Given instruction. Convert the listing below into a JSON list of strings, with one string for each line and blank lines omitted.

★ ★ ★

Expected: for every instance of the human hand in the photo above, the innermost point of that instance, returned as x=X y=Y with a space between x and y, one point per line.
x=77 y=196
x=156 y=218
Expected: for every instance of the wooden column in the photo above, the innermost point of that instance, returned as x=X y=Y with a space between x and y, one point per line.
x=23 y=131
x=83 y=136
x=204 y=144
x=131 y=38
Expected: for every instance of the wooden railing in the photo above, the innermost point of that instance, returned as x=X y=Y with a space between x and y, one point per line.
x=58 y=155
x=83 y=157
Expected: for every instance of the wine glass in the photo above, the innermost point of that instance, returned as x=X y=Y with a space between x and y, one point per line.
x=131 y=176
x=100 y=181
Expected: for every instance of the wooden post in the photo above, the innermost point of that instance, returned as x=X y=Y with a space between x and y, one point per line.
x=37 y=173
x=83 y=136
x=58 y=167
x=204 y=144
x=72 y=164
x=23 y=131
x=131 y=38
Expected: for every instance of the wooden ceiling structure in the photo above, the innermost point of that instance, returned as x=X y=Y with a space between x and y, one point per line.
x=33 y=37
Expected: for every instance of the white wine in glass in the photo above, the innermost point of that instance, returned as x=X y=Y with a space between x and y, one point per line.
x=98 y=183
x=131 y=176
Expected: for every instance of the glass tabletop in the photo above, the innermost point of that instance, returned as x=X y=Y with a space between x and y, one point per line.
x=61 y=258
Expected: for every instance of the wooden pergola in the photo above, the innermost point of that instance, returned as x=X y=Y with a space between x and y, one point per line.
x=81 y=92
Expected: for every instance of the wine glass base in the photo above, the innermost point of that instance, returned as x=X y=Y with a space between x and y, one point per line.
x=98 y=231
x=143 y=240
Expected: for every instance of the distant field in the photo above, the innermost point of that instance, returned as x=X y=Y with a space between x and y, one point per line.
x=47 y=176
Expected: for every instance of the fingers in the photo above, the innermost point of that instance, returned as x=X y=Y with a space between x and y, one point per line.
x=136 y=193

★ ★ ★

Output for this exercise.
[
  "Expected: for every instance of the human hand in the photo above, the innermost point of that instance, returned as x=X y=Y with a space between x and y, one point per line.",
  "x=77 y=196",
  "x=156 y=218",
  "Expected: for every instance of the wooden column in the photo above, the innermost point of that instance, returned as x=X y=Y with a space between x and y, one point per line.",
  "x=23 y=131",
  "x=83 y=136",
  "x=204 y=144",
  "x=131 y=38",
  "Expected: for every instance of the wooden railing in the photo above, the innermost point of that instance, returned as x=X y=Y with a space between x and y, one point per line.",
  "x=58 y=155",
  "x=83 y=157",
  "Expected: for every instance of the wine glass in the photo above, the innermost point of that instance, returned as x=X y=Y with a space between x and y, one point per line.",
  "x=131 y=176",
  "x=100 y=181",
  "Expected: for every instance of the wooden post in the photo above, the innermost point of that instance, returned as x=X y=Y with a space between x and y, one point per line.",
  "x=37 y=173",
  "x=83 y=136",
  "x=58 y=167",
  "x=204 y=144",
  "x=72 y=164",
  "x=23 y=131",
  "x=131 y=38",
  "Expected: for every instance of the wooden ceiling structure in the photo above, the innermost point of that instance, returned as x=X y=Y with a space between x and y, one point per line.",
  "x=33 y=37",
  "Expected: for every instance of the white wine in glass in the photo above, the innermost point of that instance, returned as x=X y=Y with a space between x and y, one point per line.",
  "x=98 y=183",
  "x=131 y=176",
  "Expected: for every instance of the glass tabletop in the photo above, the innermost point of that instance, returned as x=X y=Y with a space between x and y, one point per line.",
  "x=61 y=258",
  "Expected: for every instance of the wooden pergola in the photo above, the innermost point of that instance, returned as x=X y=Y with a space between x and y, one point per line.",
  "x=81 y=92",
  "Expected: for every instance of the wine glass base in the photo above, the innermost point of that instance, returned as x=X y=Y with a space between x and y, one point per line.",
  "x=98 y=231",
  "x=143 y=240",
  "Expected: for every instance of the distant field in the photo above, the innermost point of that instance, returned as x=X y=Y with a space between x and y, one point per line.",
  "x=47 y=176",
  "Expected: for every instance of the fingers in the photo above, the innermost point of that instance, returned as x=X y=Y with a space between x and y, one point per line.",
  "x=136 y=193"
]